Exercise:
Rewrite the lines below, replacing "identify" with "locate" and leaving everything else unchanged.

Materials provided:
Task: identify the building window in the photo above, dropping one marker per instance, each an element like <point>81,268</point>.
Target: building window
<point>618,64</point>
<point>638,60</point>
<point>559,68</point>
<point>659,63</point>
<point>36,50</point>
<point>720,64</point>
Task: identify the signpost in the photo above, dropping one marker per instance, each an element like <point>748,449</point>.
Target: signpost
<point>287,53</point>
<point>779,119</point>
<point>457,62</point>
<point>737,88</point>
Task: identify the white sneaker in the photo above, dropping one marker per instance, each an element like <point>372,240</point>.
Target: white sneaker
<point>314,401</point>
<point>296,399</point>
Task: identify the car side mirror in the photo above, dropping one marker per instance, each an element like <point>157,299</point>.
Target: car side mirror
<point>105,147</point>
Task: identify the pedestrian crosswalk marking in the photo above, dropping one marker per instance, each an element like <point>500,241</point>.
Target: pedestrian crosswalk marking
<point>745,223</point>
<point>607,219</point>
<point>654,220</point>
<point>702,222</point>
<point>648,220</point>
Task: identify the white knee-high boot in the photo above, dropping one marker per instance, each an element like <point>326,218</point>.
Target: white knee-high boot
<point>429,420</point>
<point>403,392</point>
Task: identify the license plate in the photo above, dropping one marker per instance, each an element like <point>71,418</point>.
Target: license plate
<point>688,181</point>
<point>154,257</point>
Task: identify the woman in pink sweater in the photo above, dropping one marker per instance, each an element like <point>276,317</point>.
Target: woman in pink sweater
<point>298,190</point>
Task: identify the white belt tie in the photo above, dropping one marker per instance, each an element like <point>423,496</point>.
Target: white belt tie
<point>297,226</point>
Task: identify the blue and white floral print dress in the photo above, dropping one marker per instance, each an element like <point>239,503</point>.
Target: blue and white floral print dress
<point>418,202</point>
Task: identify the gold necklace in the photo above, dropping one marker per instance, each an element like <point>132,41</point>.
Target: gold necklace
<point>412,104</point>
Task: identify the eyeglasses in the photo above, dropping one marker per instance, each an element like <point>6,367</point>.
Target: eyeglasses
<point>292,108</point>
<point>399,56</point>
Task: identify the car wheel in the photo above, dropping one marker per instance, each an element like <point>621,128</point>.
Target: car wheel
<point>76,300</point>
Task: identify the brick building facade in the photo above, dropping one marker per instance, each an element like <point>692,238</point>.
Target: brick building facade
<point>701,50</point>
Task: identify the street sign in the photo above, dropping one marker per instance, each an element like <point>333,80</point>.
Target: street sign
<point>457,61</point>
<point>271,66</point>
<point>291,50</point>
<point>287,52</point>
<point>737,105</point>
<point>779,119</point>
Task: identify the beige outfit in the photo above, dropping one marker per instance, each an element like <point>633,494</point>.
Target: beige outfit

Exercise answer:
Task: locate the building window in the photo above, dropping one marker per instance, each an element like <point>81,268</point>.
Target: building window
<point>618,64</point>
<point>638,60</point>
<point>559,68</point>
<point>659,63</point>
<point>36,50</point>
<point>720,64</point>
Task: locate the signpost in the photo above, dropping one marker per instance, each an element like <point>748,449</point>.
Target: signpost
<point>287,53</point>
<point>779,119</point>
<point>457,62</point>
<point>737,88</point>
Task: locate the white sneaker in the photo above, dropping one marker per instance, each an element like <point>372,240</point>.
Target: white sneaker
<point>314,401</point>
<point>296,399</point>
Task: locate the car side mirror in the photo above, dropping one marker per instance, each an element like <point>157,299</point>.
Target: car side mirror
<point>105,147</point>
Task: locate the pedestrian crosswalk marking in the photo above, dropping one marker per instance, each an element like <point>500,241</point>.
Target: pedestrian crosswalk marking
<point>745,223</point>
<point>607,219</point>
<point>654,220</point>
<point>702,222</point>
<point>648,220</point>
Task: locate the white knee-high boot in the photo above, dropping one marker per instance, each an element like <point>326,218</point>.
Target: white knee-high boot
<point>429,420</point>
<point>403,392</point>
Task: locate the license plate in the photo above, dropping one marker per instance, each an element like <point>71,418</point>.
Target: license plate
<point>688,181</point>
<point>154,257</point>
Task: locate the woman in pink sweater in the photo above, dropping one marker per instance, each an element like <point>276,317</point>.
Target: woman in pink sweater
<point>298,190</point>
Task: locate the white belt tie in the photo above, dropping one marker per instance, each an element like <point>423,496</point>.
Target: white belt tie
<point>297,226</point>
Task: locate the blue and white floral print dress in the photo above, dropping one marker per instance, each an element like <point>239,503</point>.
Target: blue and white floral print dress
<point>418,202</point>
Task: locate the gold necklace in the photo above, dropping one marker per instance, each an element like <point>132,41</point>.
Target: gold necklace
<point>412,104</point>
Task: locate the eyeglasses in the photo above, dropping one marker per instance, each an element like <point>6,367</point>.
Target: eyeglasses
<point>292,108</point>
<point>399,56</point>
Task: locate the car wheel in the photo above, dropping one marker per instance, each an element like <point>621,128</point>.
Target: car wheel
<point>76,300</point>
Task: locate the brick building facade in the photo above, dropping one marker per instance, each an element like <point>692,238</point>.
Target: brick building facade
<point>701,50</point>
Task: locate the street sign in the photo above, dropping one marker per instance, each an element like <point>333,80</point>.
Target: street sign
<point>457,61</point>
<point>271,66</point>
<point>291,50</point>
<point>287,52</point>
<point>737,105</point>
<point>779,119</point>
Task: locate the beige outfit in the photo above, dropping one marker per instance, each an element like <point>633,494</point>.
Target: beige outfit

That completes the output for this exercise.